## Start

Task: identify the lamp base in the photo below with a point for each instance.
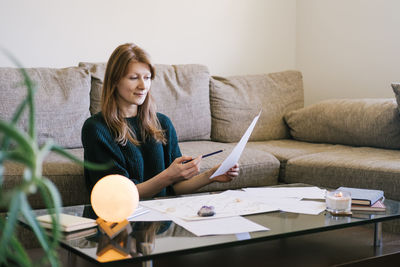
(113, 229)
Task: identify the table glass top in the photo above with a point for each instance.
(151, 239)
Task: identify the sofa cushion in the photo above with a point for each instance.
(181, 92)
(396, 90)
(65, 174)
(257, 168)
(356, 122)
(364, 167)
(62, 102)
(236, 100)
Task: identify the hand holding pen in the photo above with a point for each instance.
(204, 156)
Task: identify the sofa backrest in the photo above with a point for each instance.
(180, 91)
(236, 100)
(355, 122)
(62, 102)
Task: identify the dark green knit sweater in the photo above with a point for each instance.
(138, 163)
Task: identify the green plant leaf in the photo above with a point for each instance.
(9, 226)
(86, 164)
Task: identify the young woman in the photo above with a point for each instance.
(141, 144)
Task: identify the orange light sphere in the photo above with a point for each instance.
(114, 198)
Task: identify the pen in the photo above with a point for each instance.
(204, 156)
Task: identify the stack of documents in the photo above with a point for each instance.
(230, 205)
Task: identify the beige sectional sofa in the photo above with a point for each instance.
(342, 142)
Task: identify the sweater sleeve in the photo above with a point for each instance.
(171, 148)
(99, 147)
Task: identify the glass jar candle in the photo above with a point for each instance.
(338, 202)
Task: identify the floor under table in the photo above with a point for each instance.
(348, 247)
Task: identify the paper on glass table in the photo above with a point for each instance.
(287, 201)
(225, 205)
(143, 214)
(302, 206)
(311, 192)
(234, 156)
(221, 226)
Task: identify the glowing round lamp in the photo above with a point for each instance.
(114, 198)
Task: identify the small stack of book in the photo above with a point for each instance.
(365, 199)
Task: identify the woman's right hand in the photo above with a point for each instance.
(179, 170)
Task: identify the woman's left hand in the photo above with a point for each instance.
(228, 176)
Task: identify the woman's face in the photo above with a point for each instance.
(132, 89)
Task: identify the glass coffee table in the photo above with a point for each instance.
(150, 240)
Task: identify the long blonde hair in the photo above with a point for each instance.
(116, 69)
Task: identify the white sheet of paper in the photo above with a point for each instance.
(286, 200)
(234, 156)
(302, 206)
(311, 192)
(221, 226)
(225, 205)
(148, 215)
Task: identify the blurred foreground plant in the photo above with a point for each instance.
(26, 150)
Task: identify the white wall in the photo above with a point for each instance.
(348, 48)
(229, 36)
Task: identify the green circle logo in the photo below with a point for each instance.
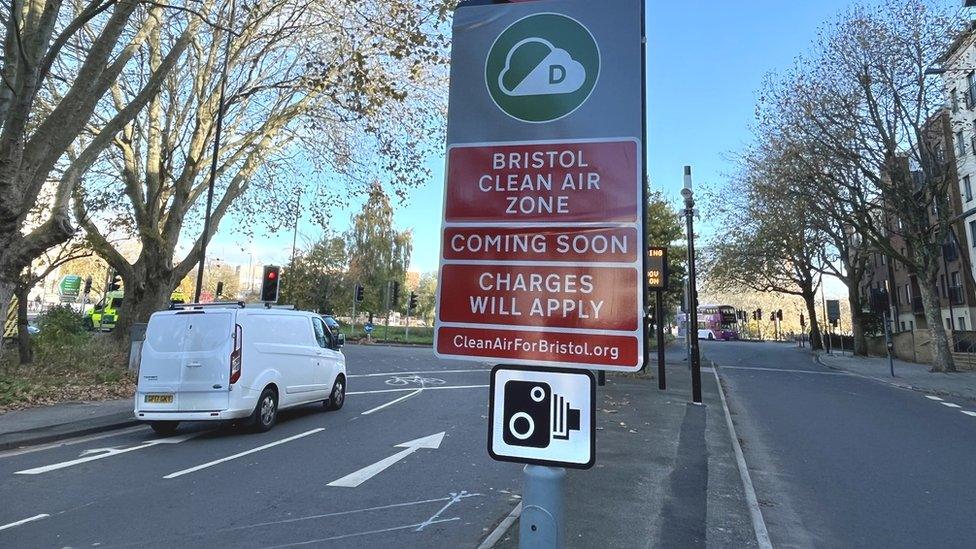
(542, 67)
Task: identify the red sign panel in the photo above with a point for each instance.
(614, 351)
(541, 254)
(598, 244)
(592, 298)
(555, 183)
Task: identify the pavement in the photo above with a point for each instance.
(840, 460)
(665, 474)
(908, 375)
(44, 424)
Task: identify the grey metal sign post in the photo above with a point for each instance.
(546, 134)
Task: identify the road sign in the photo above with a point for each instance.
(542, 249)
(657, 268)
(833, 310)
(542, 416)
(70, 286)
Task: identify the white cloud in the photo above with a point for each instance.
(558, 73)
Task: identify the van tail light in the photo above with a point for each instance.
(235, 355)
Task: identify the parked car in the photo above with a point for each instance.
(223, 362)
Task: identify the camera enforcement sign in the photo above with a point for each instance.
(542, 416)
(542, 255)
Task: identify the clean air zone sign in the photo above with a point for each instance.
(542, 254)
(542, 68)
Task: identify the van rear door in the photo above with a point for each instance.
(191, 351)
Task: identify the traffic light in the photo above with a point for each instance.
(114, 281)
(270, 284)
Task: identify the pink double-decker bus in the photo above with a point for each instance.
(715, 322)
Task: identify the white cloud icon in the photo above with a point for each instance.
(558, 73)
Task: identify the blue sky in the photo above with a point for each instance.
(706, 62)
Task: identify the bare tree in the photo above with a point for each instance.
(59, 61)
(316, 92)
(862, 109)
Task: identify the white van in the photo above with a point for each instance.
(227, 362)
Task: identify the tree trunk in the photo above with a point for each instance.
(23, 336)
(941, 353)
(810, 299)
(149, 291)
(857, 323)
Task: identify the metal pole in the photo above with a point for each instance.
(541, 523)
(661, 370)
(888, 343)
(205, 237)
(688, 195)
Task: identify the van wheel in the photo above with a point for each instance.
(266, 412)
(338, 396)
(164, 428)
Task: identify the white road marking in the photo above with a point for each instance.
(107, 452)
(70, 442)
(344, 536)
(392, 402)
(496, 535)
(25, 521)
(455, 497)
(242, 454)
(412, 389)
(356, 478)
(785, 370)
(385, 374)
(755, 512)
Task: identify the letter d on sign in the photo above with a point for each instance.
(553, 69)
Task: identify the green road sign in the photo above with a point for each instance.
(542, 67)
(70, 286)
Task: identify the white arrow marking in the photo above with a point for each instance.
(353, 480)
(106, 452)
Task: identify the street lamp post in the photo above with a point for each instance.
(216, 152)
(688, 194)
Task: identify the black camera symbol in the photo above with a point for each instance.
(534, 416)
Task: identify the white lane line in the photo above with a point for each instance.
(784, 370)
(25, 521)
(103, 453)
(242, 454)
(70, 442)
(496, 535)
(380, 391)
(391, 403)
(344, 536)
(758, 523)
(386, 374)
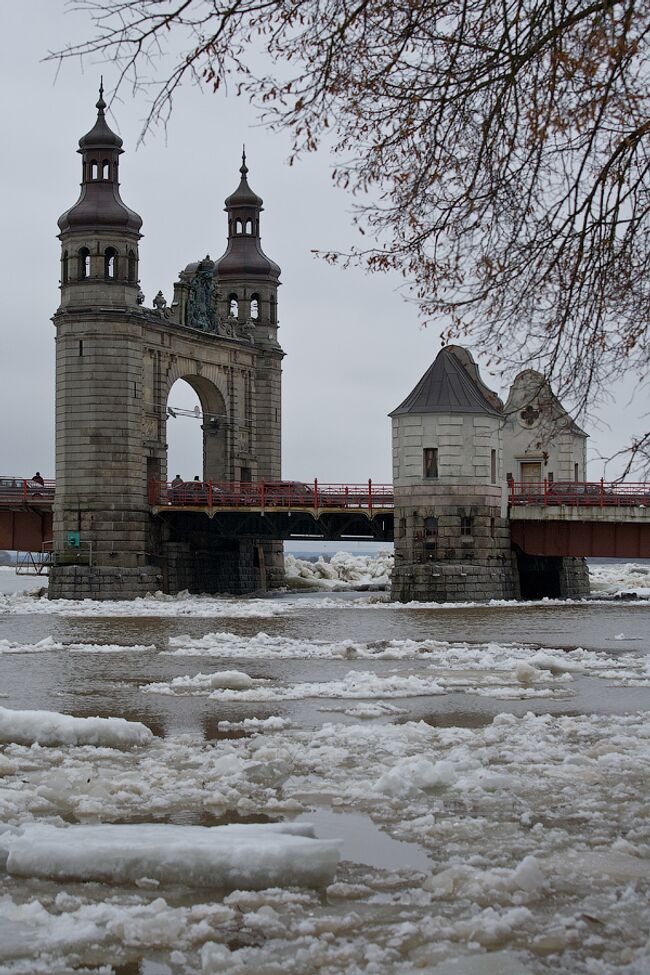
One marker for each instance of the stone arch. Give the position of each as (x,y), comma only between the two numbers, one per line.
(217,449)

## End

• _What you need to do_: Output the full set of records above without changing a word, and drop the images.

• _Answer to the exercise_:
Task: identify the lamp base in the photo below with a point for each instance.
(113, 229)
Task: identify the table glass top in the photo above with a point for each instance.
(151, 239)
Task: identify the sofa cushion in the photo above with a point for each instance.
(181, 92)
(396, 90)
(65, 174)
(257, 168)
(356, 122)
(364, 167)
(62, 102)
(236, 100)
Task: identify the hand holding pen in the photo above with a point for each instance.
(204, 156)
Task: identify the sofa backrest in the photo above with a point for each instance.
(180, 91)
(236, 100)
(355, 122)
(62, 102)
Task: identify the dark green knit sweater in the photo above with a point for each instance.
(138, 163)
Task: identify the green plant leaf in the photo above with a point for each instance.
(9, 226)
(86, 164)
Task: identify the young woman in the photo above with a point for each instance.
(141, 144)
Task: identify the orange light sphere in the photo above with a point for each instance.
(114, 198)
Task: identify the pen in the photo above with a point for each instance.
(204, 156)
Task: identify the stack of documents in the photo above with a point for each instance.
(230, 205)
Task: identify the beige sectional sofa in the photo above with a point for each instance.
(342, 142)
Task: identify the sweater sleeve in the photo above with a point for each instance.
(171, 148)
(99, 147)
Task: identify the glass jar candle in the photo above with a point for each instance.
(338, 202)
Task: identify the floor under table in the photo above with a point for each instance.
(348, 247)
Task: identify the paper on glass table in the photo above with a point for each instance.
(287, 201)
(225, 205)
(143, 214)
(302, 206)
(311, 192)
(234, 156)
(221, 226)
Task: identify the glowing round lamp in the photo above with a point for each instance.
(114, 198)
Task: identify the small stack of book in the photo above with a point for each instance.
(365, 199)
Task: identify the woman's right hand in the photo above with a point for each instance.
(179, 170)
Task: identify the woman's left hand in the photo above with a point for each instance.
(228, 176)
Task: identify the woman's face in the photo above with a point for each instance.
(132, 89)
Task: identify the glass coffee table in the photo above with a point for each instance.
(150, 240)
Task: identify the long blonde hair in the photo above with a point for each instance.
(116, 69)
Task: identify the white sheet of paper in the photo above with a point for each instance.
(286, 200)
(234, 156)
(302, 206)
(311, 192)
(221, 226)
(225, 205)
(148, 215)
Task: identify the blurred foreground plant in the photo above with a point for each instance.
(26, 150)
Task: identify the white wall in the photo above with a point for each instance.
(348, 48)
(229, 36)
Task: identify the green circle logo in the photo below with a point for each instance.
(542, 67)
Task: identify the red sign panel in the photo above with a point for each instance.
(614, 351)
(541, 254)
(598, 244)
(592, 298)
(555, 183)
Task: identify the pavement in the photo above with a point for each instance.
(840, 460)
(665, 474)
(908, 375)
(44, 424)
Task: identify the grey metal sign post in the photo above with a point for each instance.
(546, 134)
Task: identify the road sign in the photo above with a point for each instance.
(542, 249)
(657, 268)
(833, 310)
(542, 416)
(70, 286)
Task: identify the white cloud in the photo above with a point for each instance.
(558, 73)
Task: identify the van tail light in the photo above with a point for each instance.
(235, 355)
Task: identify the parked car in the photo above with a point for each instance.
(223, 362)
Task: identify the camera enforcement sign in the photo above with a point for each instance.
(542, 416)
(542, 255)
Task: identify the clean air zone sign in the photo above with a point for each instance.
(542, 254)
(542, 68)
Task: identify the van rear door in the photo above with a point for each instance.
(191, 351)
Task: identify the traffic light in the photo above with a point for each instance.
(114, 281)
(270, 284)
Task: identify the pink double-decker bus in the photo above with a point for each instance.
(715, 322)
Task: identify the white cloud icon in the photo above with a point for each instance.
(558, 73)
Task: identify the blue sky in the photo above with a point for each instance.
(706, 62)
Task: identify the bare tree in the photo above with a point for each instance.
(59, 61)
(316, 92)
(862, 109)
Task: identify the white van in the photo above with a point for each instance.
(227, 362)
Task: identify the tree trunk in the photo above with a point for each instance.
(23, 336)
(941, 353)
(810, 299)
(149, 291)
(857, 323)
Task: identify the metal pole in the photo above with a point for each instance.
(541, 523)
(661, 370)
(888, 343)
(205, 237)
(688, 195)
Task: identify the van wheel in the photo above with a point for each instance.
(266, 412)
(338, 396)
(164, 428)
Task: identify the white road marking in the photo above with a point for each instance.
(107, 452)
(70, 442)
(344, 536)
(392, 402)
(496, 535)
(25, 521)
(455, 497)
(242, 454)
(412, 389)
(356, 478)
(785, 370)
(385, 374)
(755, 512)
Task: identify the letter d on sign in the photo above with a point for each instance.
(553, 69)
Task: identify the green road sign in the photo above with a point for each instance.
(542, 67)
(70, 286)
Task: identify the white arrow marking in the photo above with a point for each instance.
(353, 480)
(106, 452)
Task: identify the street lamp post in the photo above with a point for each instance.
(216, 152)
(688, 194)
Task: identify the black camera symbol in the photo above with a point for each instance.
(534, 416)
Task: identify the white lane line in the photo above with a point for each instance.
(784, 370)
(25, 521)
(103, 453)
(242, 454)
(70, 442)
(496, 535)
(380, 391)
(391, 403)
(344, 536)
(758, 523)
(386, 374)
One marker for each instance of the stone arch. Give the position of each as (x,y), comma only between the two numbers, one per line.
(217,449)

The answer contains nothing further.